* start DOCUMENT SEGMENT *

Papers
Topics
Authors
Recent
Search
2000 character limit reached

Hierarchical Grouped-MLP Fusion

Updated 9 February 2026
  • Hierarchical grouped-MLP fusion is a neural network design paradigm that partitions high-dimensional inputs into groups and employs hierarchically structured MLP mixing to capture multi-level interactions.
  • It leverages learnable grouping, blockwise local mixing, and pyramid-like aggregation to drastically reduce parameter counts and computational costs compared to dense MLPs.
  • This approach has shown empirical success in vision, sequence modeling, tabular data, and multimodal tasks, achieving state-of-the-art results with efficient resource use.

Hierarchical grouped-MLP fusion refers to a family of neural network design paradigms in which multilayer perceptrons (MLPs) are hierarchically organized and fused across feature, spatial, or modal groupings, often with learnable grouping, pooling, or grouping-permutation strategies. This class includes architectures such as Group-Connected MLPs, CS-Mixer, Butterfly/Dimension Mixers, and gMLP-based hierarchical vision models, each leveraging structured group-wise mixing and hierarchical pooling or merging to increase efficiency, expressive power, or multi-level interaction—all without global, fully dense connections. Core to this paradigm are learnable or structured grouping operations, local groupwise MLP interactions, and the aggregation of higher-order dependencies via hierarchical tree-like or pyramid mechanisms.

1. Core Principles of Hierarchical Grouped-MLP Fusion

The central principle underlying hierarchical grouped-MLP fusion is partitioning a high-dimensional input (features, tokens, modalities, or spatial locations) into groups, applying trainable MLP-based mixing or gating within each group, and hierarchically merging or permuting groups at deeper layers. This process can be realized with:

  • Learned or structured group assignments: Via softmaxed grouping matrices with entropy regularization, fixed windowing, or pre-specified blockings.

* end DOCUMENT SEGMENT *

**REQUESTS**
A. On the page about hierarchical grouped-MLP fusion, which four kinds of tasks does the approach have empirical success in?
B. From the page on hierarchical grouped-MLP fusion, return the passage that begins at the words "Updated 9 February" and stops after "efficient resource use.".
C. According to the page on hierarchical grouped-MLP fusion, why do architectures such as Group-Connected MLPs and CS-Mixer rely on structured group-wise mixing and hierarchical pooling or merging?

* start SUPPLIED DATA *

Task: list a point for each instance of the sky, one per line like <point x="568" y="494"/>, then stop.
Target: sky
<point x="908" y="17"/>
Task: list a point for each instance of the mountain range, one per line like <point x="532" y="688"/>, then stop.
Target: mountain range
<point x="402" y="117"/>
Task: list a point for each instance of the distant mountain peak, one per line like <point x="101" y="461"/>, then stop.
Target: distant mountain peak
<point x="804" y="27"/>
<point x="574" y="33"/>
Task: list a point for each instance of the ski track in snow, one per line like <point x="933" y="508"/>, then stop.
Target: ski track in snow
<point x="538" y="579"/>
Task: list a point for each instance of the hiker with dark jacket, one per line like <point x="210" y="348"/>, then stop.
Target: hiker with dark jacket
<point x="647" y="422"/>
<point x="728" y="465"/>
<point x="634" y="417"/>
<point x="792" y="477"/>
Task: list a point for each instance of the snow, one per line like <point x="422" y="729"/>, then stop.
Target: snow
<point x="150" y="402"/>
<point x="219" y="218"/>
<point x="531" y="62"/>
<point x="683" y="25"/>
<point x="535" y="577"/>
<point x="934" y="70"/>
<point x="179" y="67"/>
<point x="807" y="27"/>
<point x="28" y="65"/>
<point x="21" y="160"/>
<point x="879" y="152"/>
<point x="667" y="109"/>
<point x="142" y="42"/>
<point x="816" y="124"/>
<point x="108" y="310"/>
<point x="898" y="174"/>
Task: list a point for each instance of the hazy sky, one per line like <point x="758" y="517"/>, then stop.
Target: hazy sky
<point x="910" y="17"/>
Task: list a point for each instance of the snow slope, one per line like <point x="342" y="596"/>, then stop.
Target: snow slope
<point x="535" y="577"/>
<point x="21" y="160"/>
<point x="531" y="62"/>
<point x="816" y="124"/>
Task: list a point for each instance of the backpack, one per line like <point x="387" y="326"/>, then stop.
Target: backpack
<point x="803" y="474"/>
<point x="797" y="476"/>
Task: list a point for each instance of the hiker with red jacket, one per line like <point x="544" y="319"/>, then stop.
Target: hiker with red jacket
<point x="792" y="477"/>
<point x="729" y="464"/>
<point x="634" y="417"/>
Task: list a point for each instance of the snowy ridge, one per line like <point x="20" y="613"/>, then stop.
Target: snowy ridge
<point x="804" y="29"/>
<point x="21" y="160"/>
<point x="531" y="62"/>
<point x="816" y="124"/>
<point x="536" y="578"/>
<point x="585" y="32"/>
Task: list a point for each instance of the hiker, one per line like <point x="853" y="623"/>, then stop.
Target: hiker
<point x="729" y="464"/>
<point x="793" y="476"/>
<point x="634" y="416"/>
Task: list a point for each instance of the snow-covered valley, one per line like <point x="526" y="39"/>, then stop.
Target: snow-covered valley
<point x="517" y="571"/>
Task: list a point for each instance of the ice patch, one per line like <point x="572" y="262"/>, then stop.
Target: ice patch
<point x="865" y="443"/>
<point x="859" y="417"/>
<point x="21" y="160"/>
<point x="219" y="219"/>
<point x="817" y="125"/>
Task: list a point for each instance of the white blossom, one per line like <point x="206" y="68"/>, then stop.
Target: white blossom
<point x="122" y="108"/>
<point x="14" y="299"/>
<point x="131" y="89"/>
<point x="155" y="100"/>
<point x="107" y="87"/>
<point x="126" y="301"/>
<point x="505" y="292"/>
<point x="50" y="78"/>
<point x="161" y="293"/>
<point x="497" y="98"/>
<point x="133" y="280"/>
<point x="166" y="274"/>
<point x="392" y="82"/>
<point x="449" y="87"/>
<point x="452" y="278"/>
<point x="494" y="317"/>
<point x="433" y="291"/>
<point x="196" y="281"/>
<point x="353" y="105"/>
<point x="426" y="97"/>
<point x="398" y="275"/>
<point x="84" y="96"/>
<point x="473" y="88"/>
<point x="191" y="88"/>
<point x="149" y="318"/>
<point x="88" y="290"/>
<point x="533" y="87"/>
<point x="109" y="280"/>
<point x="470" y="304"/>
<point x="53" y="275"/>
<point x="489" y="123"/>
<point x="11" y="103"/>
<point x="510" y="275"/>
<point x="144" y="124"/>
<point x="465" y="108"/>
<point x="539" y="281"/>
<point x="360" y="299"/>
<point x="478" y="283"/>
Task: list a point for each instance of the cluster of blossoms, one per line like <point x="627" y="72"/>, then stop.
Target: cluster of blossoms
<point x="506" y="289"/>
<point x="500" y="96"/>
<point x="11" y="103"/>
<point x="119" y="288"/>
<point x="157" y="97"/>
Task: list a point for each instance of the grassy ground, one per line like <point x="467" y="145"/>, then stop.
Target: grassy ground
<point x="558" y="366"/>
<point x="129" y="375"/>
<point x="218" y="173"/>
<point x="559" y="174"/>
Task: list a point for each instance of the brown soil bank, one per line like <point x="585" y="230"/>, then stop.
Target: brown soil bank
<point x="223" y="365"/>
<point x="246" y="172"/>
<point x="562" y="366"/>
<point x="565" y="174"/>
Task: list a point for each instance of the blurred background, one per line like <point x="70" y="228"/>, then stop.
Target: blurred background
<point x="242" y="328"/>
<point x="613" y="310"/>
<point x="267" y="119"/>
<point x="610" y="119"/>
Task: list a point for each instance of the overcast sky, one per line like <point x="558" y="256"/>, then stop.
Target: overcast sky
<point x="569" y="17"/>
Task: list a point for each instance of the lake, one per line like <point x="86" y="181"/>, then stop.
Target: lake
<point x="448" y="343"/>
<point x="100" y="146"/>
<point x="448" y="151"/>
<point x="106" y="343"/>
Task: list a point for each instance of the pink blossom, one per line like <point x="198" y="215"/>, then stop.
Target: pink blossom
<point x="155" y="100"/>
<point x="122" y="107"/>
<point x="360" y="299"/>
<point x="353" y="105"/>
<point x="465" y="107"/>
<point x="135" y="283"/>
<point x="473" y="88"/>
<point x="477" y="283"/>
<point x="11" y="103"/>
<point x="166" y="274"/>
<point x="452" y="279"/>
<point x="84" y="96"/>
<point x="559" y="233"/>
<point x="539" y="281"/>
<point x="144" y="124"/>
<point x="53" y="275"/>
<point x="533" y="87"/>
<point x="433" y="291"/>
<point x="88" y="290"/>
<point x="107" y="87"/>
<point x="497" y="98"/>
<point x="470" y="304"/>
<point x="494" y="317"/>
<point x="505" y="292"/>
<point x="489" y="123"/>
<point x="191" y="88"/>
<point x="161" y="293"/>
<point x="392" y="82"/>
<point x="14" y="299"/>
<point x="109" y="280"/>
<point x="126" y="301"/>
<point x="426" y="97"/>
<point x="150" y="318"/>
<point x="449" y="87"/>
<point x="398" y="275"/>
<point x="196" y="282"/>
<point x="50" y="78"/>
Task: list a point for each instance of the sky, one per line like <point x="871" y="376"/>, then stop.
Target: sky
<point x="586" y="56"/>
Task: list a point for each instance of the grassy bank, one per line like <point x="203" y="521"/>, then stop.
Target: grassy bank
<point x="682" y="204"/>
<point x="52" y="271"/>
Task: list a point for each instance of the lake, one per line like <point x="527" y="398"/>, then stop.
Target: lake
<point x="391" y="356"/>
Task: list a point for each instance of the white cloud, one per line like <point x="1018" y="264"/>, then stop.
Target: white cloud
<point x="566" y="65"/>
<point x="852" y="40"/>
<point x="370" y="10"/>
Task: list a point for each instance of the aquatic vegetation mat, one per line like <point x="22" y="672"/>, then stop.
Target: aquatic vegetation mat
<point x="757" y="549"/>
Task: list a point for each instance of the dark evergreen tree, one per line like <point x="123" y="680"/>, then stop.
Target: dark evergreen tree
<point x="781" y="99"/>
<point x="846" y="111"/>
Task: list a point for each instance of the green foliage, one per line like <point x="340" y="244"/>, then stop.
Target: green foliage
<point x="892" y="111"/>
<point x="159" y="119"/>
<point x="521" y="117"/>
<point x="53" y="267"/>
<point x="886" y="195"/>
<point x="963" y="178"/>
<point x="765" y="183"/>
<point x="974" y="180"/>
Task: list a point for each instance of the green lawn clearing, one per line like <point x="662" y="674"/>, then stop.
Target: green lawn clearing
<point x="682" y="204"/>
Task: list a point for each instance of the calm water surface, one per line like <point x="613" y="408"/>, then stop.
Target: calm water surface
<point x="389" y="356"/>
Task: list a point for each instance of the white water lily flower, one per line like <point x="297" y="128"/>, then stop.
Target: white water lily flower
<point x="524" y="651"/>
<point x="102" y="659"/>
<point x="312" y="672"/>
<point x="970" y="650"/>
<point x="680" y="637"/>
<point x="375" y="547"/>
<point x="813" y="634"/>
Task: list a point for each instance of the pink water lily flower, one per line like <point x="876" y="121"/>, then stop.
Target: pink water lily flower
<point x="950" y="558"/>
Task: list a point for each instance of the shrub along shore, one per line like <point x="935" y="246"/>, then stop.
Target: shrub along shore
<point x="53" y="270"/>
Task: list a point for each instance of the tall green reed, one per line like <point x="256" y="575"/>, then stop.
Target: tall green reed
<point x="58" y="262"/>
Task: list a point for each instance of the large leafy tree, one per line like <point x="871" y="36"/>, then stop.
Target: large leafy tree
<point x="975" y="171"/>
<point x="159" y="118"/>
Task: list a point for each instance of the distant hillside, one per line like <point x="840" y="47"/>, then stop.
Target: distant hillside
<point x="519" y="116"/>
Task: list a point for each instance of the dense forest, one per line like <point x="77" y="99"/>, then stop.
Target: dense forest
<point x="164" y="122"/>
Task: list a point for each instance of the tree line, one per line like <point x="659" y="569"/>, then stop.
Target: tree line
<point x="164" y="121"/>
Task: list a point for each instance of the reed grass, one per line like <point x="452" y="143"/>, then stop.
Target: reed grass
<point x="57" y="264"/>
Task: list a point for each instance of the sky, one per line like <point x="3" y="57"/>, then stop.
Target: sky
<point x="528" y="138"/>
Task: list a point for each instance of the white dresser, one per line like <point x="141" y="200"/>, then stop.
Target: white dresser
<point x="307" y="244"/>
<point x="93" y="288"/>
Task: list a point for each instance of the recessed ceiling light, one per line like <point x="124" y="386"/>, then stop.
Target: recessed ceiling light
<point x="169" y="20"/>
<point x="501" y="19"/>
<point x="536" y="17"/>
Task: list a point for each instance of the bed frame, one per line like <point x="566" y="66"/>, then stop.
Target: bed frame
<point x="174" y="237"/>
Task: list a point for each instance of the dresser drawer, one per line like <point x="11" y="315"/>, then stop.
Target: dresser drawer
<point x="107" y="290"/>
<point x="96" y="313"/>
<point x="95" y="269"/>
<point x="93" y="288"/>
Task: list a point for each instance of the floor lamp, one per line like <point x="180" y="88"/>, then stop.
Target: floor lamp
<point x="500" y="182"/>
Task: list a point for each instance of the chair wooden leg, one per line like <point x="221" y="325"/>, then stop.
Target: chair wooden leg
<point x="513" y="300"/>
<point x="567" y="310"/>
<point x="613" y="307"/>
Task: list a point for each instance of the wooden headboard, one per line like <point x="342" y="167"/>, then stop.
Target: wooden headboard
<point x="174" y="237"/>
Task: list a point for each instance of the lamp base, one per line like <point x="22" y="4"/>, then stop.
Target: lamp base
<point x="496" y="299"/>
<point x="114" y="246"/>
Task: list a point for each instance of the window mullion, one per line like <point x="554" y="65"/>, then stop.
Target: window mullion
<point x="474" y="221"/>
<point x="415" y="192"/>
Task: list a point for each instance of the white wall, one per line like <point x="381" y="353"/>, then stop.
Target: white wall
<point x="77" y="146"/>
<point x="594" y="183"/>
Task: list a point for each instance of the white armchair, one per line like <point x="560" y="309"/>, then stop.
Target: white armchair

* end SUPPLIED DATA *

**FULL SOLUTIONS**
A. Vision, sequence modeling, tabular data, and multimodal tasks.

B.
Updated 9 February 2026
  • Hierarchical grouped-MLP fusion is a neural network design paradigm that partitions high-dimensional inputs into groups and employs hierarchically structured MLP mixing to capture multi-level interactions.
  • It leverages learnable grouping, blockwise local mixing, and pyramid-like aggregation to drastically reduce parameter counts and computational costs compared to dense MLPs.
  • This approach has shown empirical success in vision, sequence modeling, tabular data, and multimodal tasks, achieving state-of-the-art results with efficient resource use.

C. They use these to increase efficiency, expressive power, or multi-level interaction without global, fully dense connections. Learnable grouping, blockwise local mixing, and pyramid-like aggregation also greatly reduce parameter counts and computational costs compared to dense MLPs.